How many lines in the data below contain the string "mountain", with case treated as significant? Reply with the number alone.

-- START THE INPUT --

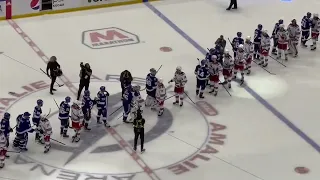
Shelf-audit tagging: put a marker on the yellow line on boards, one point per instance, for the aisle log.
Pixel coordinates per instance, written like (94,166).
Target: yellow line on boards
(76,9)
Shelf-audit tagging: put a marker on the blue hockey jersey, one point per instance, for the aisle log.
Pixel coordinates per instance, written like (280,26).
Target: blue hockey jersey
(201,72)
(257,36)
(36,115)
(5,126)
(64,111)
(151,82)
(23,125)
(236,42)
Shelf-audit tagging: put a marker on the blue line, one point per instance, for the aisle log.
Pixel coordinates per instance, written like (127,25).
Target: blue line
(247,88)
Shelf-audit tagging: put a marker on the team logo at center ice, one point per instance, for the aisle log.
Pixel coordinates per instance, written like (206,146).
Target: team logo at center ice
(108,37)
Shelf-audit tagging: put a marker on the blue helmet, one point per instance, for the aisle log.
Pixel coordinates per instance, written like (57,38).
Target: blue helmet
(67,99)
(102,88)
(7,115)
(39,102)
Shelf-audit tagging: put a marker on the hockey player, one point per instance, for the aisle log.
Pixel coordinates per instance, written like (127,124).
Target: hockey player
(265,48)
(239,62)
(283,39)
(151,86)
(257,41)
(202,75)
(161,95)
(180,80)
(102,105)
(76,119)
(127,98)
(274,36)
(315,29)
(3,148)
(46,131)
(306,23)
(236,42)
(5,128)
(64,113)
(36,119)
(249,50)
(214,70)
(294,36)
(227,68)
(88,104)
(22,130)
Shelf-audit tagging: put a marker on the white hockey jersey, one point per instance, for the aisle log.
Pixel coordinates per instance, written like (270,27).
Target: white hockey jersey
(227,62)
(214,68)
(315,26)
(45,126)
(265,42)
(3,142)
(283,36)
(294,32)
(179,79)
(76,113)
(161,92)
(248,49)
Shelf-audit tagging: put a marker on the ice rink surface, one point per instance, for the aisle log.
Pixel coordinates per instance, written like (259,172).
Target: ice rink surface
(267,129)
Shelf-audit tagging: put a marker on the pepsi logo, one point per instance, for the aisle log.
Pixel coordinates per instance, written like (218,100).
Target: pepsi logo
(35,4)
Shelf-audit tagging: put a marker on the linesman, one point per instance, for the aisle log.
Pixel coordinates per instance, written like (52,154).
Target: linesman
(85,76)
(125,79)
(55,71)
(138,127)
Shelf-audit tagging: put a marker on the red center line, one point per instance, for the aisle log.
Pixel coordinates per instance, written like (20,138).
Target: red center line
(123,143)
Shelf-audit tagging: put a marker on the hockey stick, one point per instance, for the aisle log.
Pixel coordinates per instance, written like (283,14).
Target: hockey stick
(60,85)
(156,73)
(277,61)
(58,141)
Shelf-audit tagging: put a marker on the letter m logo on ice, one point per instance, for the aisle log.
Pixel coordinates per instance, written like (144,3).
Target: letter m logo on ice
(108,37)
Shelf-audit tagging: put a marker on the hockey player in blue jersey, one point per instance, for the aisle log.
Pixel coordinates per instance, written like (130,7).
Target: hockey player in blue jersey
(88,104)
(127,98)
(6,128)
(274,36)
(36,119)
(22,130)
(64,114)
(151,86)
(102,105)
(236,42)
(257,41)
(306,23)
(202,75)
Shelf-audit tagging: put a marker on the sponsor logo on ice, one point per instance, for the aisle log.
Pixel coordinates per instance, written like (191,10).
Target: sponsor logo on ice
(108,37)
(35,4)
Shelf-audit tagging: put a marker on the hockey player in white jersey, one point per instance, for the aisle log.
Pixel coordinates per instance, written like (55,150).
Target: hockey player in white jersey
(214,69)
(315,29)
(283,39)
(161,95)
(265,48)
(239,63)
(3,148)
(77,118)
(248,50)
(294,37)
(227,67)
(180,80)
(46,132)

-- END THE INPUT --
-- START THE INPUT --

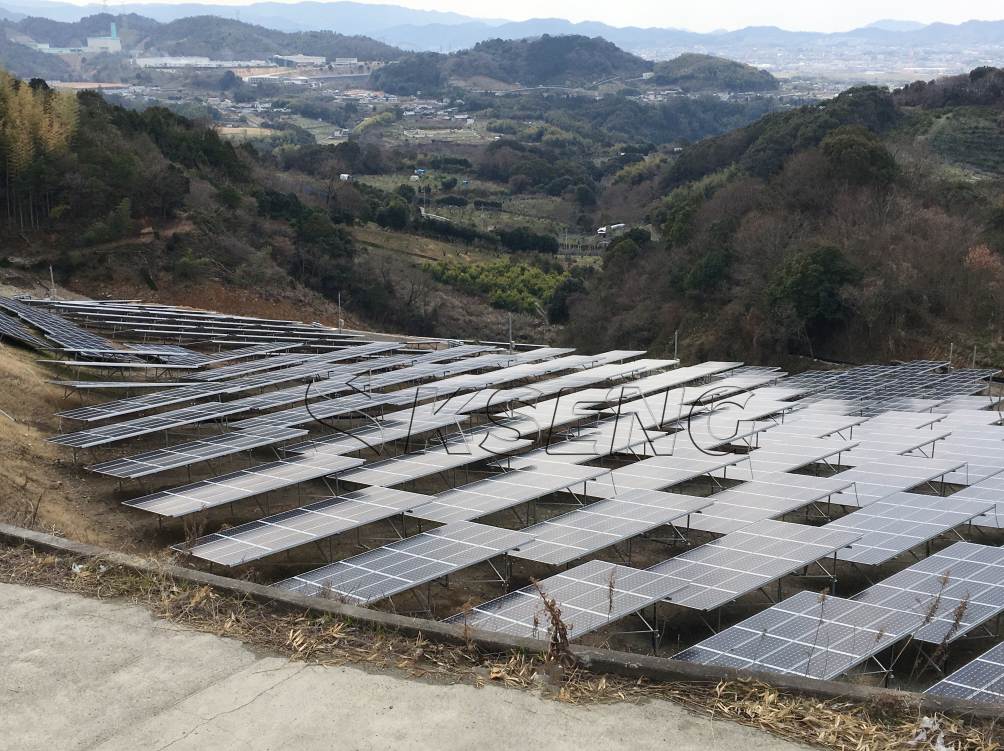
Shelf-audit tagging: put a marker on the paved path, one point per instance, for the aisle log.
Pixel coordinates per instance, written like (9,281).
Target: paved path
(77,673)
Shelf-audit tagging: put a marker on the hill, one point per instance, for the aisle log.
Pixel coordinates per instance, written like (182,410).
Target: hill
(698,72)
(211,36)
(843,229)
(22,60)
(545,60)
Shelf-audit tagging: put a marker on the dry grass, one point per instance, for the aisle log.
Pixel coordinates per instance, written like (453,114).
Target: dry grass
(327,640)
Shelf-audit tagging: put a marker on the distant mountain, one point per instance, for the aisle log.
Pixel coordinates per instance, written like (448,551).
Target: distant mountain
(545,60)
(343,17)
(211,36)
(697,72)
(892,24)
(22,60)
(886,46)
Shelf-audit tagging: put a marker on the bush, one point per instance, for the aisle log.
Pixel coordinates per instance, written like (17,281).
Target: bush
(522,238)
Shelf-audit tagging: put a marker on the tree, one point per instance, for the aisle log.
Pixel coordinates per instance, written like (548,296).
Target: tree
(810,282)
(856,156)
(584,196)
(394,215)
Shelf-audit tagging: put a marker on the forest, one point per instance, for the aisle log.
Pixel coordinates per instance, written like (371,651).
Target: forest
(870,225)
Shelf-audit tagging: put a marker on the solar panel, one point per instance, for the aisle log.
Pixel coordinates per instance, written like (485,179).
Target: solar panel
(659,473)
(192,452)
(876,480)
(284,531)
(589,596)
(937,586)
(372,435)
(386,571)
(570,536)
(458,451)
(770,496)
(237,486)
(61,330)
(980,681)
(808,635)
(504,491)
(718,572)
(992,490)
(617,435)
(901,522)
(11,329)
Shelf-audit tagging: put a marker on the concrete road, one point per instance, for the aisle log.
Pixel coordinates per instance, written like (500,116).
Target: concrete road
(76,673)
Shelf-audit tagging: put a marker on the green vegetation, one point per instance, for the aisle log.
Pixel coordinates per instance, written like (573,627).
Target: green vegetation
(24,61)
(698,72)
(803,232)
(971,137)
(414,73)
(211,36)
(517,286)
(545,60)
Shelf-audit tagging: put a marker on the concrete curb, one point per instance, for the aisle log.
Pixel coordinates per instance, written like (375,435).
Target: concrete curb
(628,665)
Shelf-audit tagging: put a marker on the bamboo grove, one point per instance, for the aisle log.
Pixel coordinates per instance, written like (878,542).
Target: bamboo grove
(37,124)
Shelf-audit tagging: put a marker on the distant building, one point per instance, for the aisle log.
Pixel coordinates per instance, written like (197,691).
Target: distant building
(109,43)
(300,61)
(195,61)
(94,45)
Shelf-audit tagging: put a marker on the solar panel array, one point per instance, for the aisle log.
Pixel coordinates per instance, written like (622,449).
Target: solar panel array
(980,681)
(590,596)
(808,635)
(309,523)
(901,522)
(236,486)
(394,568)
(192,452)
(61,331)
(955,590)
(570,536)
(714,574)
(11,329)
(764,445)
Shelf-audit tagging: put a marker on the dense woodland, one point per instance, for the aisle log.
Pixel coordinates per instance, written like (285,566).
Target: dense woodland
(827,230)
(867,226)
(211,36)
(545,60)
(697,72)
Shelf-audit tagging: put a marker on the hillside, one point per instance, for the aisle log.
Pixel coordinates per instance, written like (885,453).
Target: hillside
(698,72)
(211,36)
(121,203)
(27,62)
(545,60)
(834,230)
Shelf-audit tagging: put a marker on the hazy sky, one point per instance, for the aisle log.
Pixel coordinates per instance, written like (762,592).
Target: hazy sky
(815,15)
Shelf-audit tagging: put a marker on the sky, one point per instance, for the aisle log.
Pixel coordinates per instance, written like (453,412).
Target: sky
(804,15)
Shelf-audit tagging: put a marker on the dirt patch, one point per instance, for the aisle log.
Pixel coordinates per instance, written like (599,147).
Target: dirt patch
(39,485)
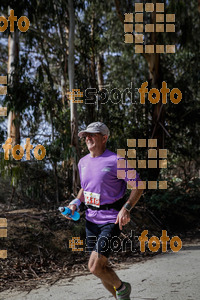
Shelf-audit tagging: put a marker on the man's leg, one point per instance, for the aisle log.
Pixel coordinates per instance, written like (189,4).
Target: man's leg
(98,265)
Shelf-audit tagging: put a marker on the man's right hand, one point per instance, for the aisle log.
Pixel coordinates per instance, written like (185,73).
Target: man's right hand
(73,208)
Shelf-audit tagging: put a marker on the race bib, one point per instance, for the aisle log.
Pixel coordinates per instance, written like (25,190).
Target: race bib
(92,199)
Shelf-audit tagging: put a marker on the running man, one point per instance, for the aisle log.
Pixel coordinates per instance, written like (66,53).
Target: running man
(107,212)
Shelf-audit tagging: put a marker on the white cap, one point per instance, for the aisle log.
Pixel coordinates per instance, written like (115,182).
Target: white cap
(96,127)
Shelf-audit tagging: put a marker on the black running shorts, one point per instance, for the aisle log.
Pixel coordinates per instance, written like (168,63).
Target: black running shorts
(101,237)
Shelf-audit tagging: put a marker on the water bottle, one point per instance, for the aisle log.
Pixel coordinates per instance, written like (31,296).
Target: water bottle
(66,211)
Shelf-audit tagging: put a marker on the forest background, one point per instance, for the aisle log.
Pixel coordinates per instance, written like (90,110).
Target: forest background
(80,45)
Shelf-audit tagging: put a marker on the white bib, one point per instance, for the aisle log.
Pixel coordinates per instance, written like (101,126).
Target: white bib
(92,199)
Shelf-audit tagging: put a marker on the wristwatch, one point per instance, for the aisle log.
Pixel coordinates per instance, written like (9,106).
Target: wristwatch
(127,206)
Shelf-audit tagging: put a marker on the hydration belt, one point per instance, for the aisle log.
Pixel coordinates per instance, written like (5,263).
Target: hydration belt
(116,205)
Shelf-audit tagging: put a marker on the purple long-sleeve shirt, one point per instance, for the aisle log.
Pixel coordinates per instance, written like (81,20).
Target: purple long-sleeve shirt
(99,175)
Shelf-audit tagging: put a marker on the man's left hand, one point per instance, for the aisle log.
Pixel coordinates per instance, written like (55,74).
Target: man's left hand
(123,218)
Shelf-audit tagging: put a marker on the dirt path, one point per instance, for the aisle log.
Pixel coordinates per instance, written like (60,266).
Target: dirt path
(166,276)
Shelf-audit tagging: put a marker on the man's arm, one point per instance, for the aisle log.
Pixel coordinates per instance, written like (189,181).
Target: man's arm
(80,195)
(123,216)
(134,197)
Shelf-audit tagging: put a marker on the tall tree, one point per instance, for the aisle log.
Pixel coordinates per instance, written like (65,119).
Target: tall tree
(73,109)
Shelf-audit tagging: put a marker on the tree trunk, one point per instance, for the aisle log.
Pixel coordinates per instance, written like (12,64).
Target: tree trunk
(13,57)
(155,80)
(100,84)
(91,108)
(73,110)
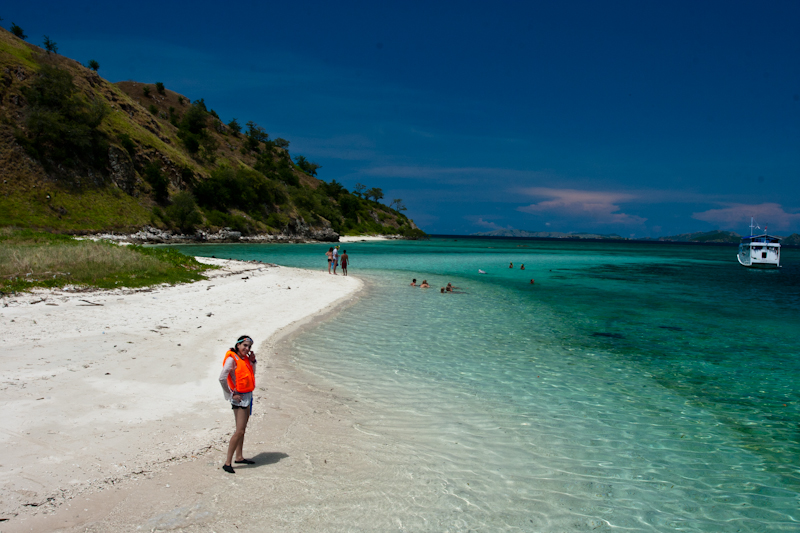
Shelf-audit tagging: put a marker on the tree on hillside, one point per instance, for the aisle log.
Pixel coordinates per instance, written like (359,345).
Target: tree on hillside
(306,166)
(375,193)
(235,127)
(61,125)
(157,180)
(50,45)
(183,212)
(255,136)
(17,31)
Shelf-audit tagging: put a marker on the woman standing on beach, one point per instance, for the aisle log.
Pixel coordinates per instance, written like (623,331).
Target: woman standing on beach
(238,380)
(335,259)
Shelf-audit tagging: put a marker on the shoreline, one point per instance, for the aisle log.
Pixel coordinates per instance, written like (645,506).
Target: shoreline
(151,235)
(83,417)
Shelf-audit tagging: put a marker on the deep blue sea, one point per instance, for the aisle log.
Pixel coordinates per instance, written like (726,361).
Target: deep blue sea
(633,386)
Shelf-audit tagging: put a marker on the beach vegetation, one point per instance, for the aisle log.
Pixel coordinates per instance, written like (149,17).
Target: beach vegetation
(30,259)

-- END THE INPUT --
-- START THE INPUT --

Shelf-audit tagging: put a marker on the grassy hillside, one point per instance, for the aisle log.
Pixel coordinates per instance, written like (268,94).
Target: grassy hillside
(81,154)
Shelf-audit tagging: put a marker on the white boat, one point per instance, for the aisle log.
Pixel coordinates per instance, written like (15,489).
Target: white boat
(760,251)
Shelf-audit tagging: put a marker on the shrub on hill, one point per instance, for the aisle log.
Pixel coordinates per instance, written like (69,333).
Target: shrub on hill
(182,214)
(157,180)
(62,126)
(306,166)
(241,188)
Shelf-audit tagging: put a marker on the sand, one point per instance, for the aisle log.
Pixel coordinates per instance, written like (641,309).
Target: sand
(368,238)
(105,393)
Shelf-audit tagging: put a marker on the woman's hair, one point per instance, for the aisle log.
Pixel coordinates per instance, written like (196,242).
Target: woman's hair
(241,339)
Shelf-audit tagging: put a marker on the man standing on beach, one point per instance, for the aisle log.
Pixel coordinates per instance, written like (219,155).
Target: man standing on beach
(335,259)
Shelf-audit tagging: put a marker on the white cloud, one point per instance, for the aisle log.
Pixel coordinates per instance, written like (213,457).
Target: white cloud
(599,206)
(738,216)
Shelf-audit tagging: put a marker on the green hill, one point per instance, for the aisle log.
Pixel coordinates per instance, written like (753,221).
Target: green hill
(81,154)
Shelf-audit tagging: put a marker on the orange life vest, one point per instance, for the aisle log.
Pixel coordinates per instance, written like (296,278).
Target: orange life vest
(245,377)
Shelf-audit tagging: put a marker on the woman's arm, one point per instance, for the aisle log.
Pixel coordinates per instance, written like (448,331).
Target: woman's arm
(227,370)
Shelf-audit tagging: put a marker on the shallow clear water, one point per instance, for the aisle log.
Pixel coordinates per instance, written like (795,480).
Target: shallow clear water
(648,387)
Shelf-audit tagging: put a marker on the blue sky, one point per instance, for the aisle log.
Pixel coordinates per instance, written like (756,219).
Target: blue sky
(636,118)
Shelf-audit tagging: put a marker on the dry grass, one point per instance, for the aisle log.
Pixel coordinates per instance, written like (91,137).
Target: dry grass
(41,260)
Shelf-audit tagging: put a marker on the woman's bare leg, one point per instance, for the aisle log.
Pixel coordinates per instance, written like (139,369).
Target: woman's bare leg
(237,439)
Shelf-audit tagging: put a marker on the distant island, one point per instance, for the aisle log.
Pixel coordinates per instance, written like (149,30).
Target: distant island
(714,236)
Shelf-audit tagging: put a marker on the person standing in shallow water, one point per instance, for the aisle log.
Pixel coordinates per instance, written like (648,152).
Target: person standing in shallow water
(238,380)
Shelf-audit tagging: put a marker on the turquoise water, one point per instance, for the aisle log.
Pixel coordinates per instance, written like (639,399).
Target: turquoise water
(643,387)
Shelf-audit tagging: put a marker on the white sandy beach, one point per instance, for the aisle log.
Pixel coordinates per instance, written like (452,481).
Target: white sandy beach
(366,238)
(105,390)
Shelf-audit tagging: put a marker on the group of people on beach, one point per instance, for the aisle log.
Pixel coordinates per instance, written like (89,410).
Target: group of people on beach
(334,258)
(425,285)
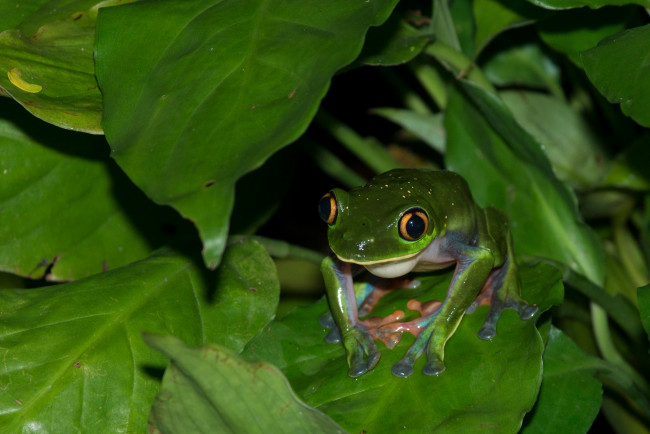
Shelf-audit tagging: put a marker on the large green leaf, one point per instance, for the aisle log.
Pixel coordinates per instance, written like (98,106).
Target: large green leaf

-- END THE INPUT --

• **TASK OUTPUT**
2